Position annotation records
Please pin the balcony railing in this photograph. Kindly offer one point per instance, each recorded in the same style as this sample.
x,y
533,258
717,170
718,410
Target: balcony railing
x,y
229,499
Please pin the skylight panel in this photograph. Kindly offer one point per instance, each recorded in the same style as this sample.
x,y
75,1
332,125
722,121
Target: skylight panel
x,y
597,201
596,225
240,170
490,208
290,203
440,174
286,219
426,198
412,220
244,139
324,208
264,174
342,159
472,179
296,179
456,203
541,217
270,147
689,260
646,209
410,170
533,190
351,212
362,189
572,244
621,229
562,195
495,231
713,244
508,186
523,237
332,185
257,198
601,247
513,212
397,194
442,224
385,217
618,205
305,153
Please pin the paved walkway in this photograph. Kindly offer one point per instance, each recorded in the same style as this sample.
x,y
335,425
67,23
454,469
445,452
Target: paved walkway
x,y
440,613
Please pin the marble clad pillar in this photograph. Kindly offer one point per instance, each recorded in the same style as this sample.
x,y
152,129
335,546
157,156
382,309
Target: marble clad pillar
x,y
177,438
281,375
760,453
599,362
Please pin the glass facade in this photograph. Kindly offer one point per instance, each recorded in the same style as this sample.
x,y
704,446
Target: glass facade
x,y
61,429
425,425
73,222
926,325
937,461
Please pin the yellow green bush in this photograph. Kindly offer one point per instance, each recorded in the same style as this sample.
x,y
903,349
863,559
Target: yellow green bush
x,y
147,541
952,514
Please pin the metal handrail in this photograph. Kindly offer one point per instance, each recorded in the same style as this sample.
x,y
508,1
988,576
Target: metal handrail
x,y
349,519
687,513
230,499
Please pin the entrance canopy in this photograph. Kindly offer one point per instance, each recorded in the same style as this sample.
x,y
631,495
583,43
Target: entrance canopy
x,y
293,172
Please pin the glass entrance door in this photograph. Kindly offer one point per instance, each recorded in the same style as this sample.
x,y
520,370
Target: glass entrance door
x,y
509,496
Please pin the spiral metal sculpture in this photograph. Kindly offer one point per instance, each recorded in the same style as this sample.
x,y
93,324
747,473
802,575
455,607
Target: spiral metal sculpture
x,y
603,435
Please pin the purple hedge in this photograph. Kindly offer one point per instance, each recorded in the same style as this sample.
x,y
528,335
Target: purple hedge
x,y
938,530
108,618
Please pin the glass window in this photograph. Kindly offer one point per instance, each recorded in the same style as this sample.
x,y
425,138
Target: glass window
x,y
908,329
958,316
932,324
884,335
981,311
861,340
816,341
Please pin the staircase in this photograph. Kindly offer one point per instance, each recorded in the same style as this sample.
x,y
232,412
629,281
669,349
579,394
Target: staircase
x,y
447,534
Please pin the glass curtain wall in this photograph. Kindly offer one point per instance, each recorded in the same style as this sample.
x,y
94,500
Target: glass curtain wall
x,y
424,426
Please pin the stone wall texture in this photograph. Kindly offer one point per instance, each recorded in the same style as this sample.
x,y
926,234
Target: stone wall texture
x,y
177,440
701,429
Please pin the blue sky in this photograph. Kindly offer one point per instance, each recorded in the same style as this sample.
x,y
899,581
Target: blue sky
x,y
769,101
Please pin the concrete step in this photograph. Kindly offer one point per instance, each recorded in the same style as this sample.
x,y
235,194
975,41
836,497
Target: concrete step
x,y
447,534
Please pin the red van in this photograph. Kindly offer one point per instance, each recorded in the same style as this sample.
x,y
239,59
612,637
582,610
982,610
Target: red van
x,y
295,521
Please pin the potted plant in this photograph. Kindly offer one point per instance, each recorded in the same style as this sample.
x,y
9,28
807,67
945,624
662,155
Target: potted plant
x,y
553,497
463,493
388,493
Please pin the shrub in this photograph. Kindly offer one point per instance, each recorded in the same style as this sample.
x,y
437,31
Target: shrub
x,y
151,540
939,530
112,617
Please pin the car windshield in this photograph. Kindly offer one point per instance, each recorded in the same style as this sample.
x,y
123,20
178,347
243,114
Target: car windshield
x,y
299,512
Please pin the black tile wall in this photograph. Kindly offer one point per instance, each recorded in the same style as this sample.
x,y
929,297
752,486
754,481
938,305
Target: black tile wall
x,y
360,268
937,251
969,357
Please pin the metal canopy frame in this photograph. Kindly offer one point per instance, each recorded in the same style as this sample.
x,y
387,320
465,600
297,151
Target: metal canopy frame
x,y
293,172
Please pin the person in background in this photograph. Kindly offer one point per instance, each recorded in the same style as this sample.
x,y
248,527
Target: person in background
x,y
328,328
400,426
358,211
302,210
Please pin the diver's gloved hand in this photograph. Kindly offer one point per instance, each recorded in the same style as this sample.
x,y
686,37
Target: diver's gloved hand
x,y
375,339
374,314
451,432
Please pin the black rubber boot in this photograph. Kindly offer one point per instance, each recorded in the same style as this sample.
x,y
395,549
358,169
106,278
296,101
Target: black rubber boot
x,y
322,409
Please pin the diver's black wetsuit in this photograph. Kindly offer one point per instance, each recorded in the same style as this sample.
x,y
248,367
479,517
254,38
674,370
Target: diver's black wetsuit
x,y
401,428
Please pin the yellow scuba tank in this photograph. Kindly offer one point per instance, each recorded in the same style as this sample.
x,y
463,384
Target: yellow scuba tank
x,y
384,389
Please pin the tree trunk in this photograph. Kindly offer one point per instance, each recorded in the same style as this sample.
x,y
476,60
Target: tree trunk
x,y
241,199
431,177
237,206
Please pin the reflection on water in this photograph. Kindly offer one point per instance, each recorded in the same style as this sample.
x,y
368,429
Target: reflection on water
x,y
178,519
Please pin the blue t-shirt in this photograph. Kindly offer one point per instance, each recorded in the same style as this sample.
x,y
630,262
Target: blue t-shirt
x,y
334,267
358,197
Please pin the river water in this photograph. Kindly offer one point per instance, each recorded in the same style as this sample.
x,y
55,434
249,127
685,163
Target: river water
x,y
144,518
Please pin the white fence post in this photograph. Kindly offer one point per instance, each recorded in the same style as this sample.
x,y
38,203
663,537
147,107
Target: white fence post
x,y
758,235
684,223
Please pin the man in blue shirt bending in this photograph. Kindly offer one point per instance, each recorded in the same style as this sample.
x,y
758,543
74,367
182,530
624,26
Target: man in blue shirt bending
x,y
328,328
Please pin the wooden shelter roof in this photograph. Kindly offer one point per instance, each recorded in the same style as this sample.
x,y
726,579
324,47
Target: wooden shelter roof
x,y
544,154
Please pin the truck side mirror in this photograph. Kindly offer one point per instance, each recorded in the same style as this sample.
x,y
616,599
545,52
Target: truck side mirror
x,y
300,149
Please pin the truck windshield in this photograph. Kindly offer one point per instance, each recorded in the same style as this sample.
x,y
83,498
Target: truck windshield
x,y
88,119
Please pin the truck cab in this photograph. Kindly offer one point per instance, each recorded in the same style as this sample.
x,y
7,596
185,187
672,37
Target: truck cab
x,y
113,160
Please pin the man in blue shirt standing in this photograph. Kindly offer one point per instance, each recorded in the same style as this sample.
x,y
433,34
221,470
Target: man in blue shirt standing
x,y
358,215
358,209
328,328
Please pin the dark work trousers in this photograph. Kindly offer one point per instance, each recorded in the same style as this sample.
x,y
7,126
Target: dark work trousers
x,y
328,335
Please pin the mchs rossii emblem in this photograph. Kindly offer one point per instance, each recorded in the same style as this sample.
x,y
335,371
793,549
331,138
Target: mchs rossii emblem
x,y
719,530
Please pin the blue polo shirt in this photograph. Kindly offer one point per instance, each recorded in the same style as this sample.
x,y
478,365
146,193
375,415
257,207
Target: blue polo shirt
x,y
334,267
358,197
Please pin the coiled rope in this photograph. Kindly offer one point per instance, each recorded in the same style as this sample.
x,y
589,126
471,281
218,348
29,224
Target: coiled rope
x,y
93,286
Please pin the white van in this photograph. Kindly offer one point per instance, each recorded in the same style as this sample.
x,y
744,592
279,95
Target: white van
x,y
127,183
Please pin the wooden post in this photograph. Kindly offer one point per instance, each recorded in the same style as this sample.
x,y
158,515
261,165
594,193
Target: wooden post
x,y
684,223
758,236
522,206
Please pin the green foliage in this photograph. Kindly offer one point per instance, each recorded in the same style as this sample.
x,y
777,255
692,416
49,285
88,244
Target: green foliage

_Objective_
Starting with the line that contains "Please pin the coiled", return each line through the last one of the data above, exactly as written and nothing more.

_Exercise output_
Please pin the coiled rope in this photograph. Kindly offer one point per instance, each recorded in the same style as this sample.
x,y
589,126
471,281
218,348
29,224
Target: coiled rope
x,y
93,286
Please pin the white van in this photograph. Kindly offer one point per instance, each recorded in the same style as this sample.
x,y
744,592
279,95
Target: white van
x,y
127,183
Please pin the wooden post in this photograph. Kindly offer one point per instance, each recorded in the same style as this sample.
x,y
158,515
261,165
594,193
Target: wooden post
x,y
684,223
758,236
522,206
Please pin the green foliage in this photograph. Kindly offer one point per instance, each recorded in the same style as this sample.
x,y
777,255
692,416
49,285
88,244
Target: green foliage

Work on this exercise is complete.